[Supplied information — start]

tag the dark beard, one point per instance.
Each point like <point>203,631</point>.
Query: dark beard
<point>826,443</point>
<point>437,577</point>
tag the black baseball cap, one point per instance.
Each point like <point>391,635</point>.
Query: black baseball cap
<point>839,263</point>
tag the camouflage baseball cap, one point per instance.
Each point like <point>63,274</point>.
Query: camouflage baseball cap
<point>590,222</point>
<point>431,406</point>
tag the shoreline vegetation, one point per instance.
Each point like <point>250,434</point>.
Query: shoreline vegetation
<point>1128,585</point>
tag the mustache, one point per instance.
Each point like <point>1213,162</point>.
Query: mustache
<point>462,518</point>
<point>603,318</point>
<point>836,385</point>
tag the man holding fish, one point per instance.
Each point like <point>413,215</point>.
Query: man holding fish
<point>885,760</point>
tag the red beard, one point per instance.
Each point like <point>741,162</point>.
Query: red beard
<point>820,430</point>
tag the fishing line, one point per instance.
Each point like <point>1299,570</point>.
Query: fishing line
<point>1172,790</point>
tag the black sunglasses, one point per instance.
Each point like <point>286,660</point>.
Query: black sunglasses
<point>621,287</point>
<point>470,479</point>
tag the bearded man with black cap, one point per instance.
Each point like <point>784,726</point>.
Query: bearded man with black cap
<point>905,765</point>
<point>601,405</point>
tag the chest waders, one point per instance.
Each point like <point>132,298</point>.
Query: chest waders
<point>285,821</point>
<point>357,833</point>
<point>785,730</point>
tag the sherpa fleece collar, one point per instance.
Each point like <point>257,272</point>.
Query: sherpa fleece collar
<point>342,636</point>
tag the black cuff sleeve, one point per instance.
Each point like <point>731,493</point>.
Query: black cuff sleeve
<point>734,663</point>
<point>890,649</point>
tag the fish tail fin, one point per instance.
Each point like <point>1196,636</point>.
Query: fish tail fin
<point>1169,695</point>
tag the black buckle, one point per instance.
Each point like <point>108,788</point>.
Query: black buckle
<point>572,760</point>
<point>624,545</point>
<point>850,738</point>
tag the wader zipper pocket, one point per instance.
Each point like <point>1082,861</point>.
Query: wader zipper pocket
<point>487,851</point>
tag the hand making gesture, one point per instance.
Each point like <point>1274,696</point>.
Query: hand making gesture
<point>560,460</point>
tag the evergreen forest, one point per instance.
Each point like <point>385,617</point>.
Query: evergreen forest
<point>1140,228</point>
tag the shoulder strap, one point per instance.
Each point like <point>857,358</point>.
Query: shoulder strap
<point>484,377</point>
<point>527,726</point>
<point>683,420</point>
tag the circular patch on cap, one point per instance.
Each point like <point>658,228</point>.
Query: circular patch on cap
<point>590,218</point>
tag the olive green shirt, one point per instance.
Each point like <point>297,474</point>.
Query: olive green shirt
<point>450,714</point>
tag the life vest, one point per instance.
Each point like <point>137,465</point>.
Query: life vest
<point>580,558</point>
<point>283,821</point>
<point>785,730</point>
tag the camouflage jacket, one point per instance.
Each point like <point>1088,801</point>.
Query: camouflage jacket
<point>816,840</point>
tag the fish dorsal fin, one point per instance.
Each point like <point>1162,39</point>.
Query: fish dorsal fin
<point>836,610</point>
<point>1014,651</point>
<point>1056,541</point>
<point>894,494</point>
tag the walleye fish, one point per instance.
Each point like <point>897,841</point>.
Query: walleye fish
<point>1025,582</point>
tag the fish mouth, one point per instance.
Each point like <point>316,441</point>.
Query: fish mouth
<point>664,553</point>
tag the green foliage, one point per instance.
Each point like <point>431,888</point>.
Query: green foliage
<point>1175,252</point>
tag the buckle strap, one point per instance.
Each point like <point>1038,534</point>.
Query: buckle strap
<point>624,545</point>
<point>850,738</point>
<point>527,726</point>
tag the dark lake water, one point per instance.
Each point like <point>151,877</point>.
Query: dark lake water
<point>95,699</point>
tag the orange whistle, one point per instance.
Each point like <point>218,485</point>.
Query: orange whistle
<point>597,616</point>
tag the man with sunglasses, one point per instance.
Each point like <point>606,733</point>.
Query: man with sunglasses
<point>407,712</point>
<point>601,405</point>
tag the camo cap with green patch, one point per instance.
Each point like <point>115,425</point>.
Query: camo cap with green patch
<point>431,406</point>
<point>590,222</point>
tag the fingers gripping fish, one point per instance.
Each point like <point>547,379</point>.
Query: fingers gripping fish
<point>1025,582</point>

[Supplied information — finish]

Repeat every record, exactly as written.

- **Response for this exercise**:
tag the dark beard, one point per instance.
Each point like <point>203,631</point>.
Query: dark beard
<point>826,443</point>
<point>437,577</point>
tag the black baseball cap, one point per instance.
Each point like <point>391,635</point>.
Query: black baseball cap
<point>839,263</point>
tag the camouflage baseball cap, one point per instance.
Each point like <point>63,274</point>.
Query: camouflage baseball cap
<point>590,222</point>
<point>431,406</point>
tag the shoreline vegetation, one point per instance.
Each point like <point>250,434</point>.
Query: shoreline vegetation
<point>1128,585</point>
tag the mustache, one point per instance.
Each point like <point>1213,162</point>.
Query: mustache
<point>462,518</point>
<point>603,318</point>
<point>836,385</point>
tag the man holding fish, one point per instance.
Each point like <point>413,215</point>.
Query: man holding fish
<point>885,760</point>
tag the red beard, one point per instance.
Each point like <point>741,162</point>.
Query: red beard
<point>820,430</point>
tag the fishing line, one point per instance.
Each point like <point>1299,570</point>.
Query: fishing line
<point>1172,790</point>
tag the black sunglasses, one point per instance.
Each point like <point>286,660</point>.
Query: black sunglasses
<point>621,287</point>
<point>470,479</point>
tag the bearded man with black cap, one point per instance.
Each point like <point>784,726</point>.
Query: bearded man with black cap
<point>905,765</point>
<point>601,405</point>
tag the chest waders, one point per instance.
Each point like <point>132,298</point>.
Query: chest waders
<point>285,821</point>
<point>357,833</point>
<point>785,730</point>
tag the sherpa fleece collar, one point per instance.
Each point like <point>257,272</point>.
Query: sherpa fleece collar
<point>342,636</point>
tag the black cuff sleeve, one point per instance.
Each point like <point>731,493</point>.
Query: black cuff sleeve
<point>734,663</point>
<point>890,649</point>
tag the fish tail fin, one point per instance.
Each point like <point>1196,636</point>.
Query: fish tail fin
<point>1169,695</point>
tag the black buckle, one point per instance.
Each point like <point>108,788</point>.
Query: black buckle
<point>572,760</point>
<point>624,545</point>
<point>850,738</point>
tag the wader zipper pocket, one point per instance.
Each point like <point>1082,861</point>.
Query: wader zipper pocket
<point>487,851</point>
tag the hand making gesture, one point per instance.
Each point like <point>1274,696</point>.
Query: hand making gesture
<point>560,460</point>
tag the evergreen forest, one point per instance.
Each point like <point>385,617</point>.
Query: evergreen forest
<point>1140,228</point>
tag the shoulder strap, one point per instance.
Each point like <point>857,358</point>.
Query: shoulder strap
<point>484,377</point>
<point>527,726</point>
<point>683,420</point>
tag the circular patch on cap, one point per instance.
Each point like <point>658,228</point>.
Query: circular patch on cap
<point>590,218</point>
tag the olive green shirt, one point per instance.
Each point like <point>297,474</point>.
Query: olive green shirt
<point>450,714</point>
tag the life vest, one point per instance.
Each point like <point>137,465</point>.
Query: life vest
<point>580,558</point>
<point>283,821</point>
<point>785,730</point>
tag the camouflage jacket, one point per instance.
Each point like <point>1088,801</point>.
Query: camouflage jacket
<point>816,840</point>
tag the fish dorsal fin, one point per instance.
Each point like <point>1162,39</point>.
Query: fish dorsal fin
<point>836,610</point>
<point>1014,651</point>
<point>1056,541</point>
<point>894,494</point>
tag the walleye fish, one point per instance.
Each point like <point>897,841</point>.
Query: walleye fish
<point>1025,582</point>
tag the fish mouth, one point per instance.
Each point like <point>316,441</point>.
Query: fish mouth
<point>664,553</point>
tag the green foliage, one point per instance.
Each point like <point>431,888</point>.
Query: green foliage
<point>1175,252</point>
tag the buckle strap, one point per instance.
Each point like <point>1038,534</point>.
Query: buckle strap
<point>624,545</point>
<point>850,738</point>
<point>527,726</point>
tag the dark lake water, one point per instance.
Each point like <point>151,877</point>.
Query: dark lake water
<point>95,699</point>
tag the orange whistle, one point per instance.
Each point like <point>218,485</point>.
Query: orange whistle
<point>597,616</point>
tag the man with sunglasses, one point per instance.
Each point like <point>606,733</point>.
Query: man with sunglasses
<point>407,712</point>
<point>601,405</point>
tag the camo cap with green patch, one point per instance.
Each point like <point>115,425</point>.
Query: camo cap with green patch
<point>431,406</point>
<point>590,222</point>
tag the fingers gripping fish, one point per instance.
Each point like <point>547,379</point>.
Query: fingers gripping fish
<point>1025,582</point>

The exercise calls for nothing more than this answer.